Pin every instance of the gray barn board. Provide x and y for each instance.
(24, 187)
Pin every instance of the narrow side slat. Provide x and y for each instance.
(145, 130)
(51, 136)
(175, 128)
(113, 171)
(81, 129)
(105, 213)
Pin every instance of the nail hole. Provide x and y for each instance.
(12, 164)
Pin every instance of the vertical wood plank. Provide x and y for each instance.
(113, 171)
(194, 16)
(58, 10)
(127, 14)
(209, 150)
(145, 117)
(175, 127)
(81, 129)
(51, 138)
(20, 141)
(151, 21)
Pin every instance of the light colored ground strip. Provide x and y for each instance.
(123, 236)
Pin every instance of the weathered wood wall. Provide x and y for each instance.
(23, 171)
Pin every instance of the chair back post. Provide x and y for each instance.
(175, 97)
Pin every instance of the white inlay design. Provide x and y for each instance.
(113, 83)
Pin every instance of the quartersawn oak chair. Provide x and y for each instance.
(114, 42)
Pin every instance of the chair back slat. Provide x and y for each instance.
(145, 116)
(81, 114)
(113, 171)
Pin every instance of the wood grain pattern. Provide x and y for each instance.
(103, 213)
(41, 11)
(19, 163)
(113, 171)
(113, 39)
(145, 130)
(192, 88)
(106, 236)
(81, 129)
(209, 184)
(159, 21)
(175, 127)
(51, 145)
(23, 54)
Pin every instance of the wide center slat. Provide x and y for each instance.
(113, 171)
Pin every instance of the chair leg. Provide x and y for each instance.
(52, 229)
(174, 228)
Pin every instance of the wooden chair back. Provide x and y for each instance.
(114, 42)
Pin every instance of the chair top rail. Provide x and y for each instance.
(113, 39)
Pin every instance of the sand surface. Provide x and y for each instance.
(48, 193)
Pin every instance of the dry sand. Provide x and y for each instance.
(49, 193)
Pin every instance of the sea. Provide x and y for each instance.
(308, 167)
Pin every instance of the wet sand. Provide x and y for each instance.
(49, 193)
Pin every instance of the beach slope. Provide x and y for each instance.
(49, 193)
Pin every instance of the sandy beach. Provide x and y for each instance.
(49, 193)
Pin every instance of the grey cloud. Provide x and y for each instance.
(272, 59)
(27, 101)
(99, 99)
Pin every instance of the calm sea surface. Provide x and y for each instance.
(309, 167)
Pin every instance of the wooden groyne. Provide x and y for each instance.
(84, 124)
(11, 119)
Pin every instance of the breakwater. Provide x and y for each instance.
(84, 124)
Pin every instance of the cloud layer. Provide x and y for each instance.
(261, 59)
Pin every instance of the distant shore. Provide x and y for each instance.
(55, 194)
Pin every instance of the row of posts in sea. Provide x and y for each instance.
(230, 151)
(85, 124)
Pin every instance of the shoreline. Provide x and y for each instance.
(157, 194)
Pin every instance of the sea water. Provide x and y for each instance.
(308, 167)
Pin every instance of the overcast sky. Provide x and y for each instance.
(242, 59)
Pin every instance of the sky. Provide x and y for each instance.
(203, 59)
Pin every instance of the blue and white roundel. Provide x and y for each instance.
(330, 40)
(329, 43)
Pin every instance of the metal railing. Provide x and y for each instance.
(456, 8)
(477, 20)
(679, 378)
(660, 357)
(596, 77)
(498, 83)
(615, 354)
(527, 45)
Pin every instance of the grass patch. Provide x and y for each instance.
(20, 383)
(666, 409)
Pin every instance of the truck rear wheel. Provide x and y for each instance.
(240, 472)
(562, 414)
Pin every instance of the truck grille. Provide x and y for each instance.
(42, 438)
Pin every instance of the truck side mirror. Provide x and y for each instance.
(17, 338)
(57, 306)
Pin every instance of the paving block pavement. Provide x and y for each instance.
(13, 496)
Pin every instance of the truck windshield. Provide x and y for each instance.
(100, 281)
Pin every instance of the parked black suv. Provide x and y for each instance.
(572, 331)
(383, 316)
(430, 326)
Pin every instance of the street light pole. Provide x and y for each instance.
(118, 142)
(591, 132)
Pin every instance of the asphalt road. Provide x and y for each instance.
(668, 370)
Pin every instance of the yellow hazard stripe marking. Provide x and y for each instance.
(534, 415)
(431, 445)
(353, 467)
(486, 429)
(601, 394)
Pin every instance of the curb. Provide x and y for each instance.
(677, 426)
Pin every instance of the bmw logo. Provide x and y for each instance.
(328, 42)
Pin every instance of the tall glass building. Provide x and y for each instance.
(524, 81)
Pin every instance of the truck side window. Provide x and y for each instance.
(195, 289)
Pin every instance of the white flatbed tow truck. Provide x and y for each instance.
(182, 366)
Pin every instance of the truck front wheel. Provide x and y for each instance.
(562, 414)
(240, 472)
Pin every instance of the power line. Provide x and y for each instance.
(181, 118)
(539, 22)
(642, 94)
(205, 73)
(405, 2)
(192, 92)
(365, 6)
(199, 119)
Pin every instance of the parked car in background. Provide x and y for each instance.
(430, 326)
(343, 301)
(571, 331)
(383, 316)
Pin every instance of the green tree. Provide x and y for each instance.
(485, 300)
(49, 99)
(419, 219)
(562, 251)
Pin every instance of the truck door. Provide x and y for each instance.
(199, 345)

---

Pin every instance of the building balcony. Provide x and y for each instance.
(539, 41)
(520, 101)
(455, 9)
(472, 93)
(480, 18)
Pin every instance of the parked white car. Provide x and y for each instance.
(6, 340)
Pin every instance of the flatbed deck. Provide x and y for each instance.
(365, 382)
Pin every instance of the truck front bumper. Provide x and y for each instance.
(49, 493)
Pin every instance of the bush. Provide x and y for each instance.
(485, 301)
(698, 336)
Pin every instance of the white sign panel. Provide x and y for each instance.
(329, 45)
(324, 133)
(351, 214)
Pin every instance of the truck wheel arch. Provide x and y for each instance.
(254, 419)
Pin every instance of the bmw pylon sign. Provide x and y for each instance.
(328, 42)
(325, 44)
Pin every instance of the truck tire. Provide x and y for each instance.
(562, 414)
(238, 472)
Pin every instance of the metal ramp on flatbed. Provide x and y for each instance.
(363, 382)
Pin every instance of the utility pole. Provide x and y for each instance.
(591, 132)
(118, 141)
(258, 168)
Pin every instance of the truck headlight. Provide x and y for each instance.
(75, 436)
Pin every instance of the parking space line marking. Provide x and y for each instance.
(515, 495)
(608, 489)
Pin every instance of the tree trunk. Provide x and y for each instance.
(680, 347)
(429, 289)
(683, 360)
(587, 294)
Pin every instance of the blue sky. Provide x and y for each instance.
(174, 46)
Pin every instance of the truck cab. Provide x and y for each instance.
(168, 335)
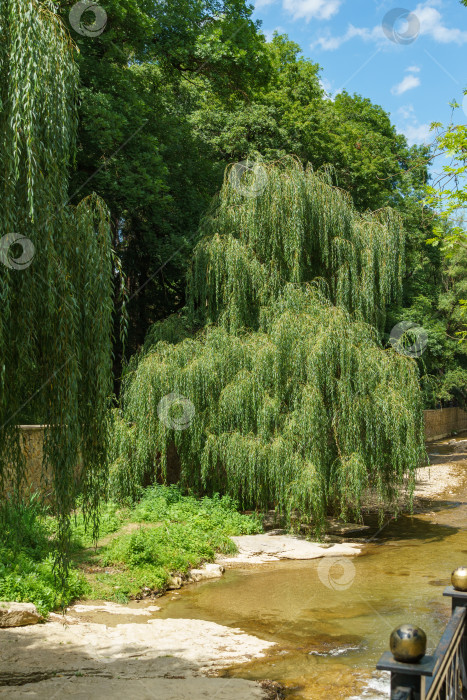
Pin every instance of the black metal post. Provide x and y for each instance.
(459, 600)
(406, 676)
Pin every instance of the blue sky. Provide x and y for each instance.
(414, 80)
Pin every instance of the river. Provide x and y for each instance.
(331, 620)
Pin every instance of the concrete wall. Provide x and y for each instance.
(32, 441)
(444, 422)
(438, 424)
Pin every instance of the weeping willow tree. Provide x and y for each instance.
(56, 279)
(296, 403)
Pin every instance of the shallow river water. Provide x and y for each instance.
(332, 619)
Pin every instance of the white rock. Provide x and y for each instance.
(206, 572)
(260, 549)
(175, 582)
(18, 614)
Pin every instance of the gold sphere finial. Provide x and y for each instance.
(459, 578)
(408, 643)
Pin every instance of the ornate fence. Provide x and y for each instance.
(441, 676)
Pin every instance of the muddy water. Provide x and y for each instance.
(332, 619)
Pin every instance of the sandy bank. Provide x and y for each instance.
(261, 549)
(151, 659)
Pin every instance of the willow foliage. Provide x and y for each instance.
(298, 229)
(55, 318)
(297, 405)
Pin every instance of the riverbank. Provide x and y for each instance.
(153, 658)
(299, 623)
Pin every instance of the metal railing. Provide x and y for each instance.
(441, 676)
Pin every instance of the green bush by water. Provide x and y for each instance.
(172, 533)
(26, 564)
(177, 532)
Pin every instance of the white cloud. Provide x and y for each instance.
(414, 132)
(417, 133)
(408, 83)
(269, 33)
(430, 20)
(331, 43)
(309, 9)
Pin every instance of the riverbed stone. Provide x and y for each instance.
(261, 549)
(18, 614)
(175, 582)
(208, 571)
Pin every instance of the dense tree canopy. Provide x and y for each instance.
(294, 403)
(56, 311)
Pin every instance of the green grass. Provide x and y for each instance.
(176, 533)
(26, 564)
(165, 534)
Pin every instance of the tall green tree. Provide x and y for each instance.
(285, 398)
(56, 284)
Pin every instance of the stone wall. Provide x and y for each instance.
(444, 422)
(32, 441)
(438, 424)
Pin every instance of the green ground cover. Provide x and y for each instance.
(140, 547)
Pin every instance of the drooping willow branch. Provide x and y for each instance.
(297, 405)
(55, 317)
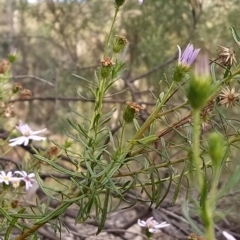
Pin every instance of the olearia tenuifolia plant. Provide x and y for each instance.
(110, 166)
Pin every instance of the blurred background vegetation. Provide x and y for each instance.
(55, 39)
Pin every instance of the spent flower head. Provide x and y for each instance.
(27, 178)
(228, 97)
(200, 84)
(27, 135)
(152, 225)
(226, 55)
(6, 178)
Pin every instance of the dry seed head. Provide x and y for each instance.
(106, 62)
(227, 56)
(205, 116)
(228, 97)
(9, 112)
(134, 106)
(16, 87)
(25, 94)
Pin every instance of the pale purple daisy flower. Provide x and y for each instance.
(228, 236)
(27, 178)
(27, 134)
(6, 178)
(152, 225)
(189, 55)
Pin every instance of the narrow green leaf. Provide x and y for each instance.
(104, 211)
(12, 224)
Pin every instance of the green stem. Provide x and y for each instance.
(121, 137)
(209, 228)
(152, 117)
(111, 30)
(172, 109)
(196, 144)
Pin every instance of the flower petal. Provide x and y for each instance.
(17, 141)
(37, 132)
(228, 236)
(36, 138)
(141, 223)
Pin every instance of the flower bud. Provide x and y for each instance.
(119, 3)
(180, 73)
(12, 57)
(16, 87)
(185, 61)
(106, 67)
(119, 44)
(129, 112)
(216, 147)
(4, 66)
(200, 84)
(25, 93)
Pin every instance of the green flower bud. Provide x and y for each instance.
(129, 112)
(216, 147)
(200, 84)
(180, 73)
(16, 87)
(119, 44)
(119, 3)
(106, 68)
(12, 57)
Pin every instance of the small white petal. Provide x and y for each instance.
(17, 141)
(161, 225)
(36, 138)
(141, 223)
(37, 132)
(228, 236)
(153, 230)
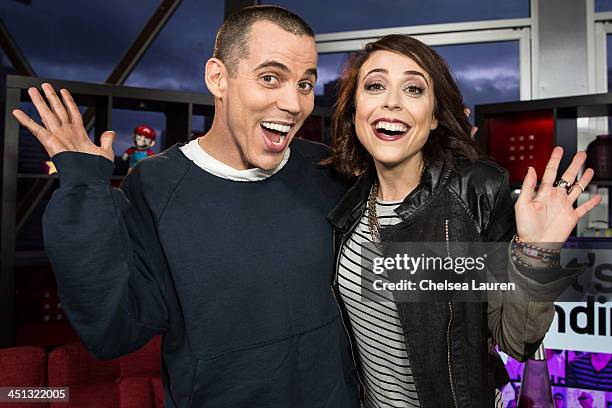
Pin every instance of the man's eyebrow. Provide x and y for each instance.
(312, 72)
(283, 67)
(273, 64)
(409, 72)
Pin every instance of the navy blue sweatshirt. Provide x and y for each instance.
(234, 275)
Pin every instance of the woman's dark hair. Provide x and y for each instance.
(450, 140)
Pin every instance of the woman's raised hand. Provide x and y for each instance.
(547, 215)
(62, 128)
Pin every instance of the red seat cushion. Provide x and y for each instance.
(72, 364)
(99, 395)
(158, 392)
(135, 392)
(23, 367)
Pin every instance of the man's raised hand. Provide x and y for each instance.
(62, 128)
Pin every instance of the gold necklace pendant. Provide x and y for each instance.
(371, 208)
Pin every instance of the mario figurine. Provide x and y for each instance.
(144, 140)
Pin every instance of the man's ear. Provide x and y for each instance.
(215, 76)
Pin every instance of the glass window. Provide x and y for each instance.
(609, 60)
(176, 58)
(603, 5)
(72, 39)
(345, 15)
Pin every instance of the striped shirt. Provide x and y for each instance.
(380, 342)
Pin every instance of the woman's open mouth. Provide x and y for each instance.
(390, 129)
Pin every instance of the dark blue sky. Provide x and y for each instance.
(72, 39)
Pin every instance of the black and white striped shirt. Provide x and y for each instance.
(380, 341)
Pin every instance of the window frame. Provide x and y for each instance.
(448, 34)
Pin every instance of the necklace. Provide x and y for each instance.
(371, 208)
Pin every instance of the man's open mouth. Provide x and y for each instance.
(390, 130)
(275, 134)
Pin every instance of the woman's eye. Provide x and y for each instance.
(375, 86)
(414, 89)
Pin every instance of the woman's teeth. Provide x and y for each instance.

Set task -> Please extract every line of the material above that contains the string "surface". Case counts.

The completed task ->
Pin every instance of the sand surface. Provide x and y for each instance.
Pin every instance of the calm sea surface. Provide x and y for each instance.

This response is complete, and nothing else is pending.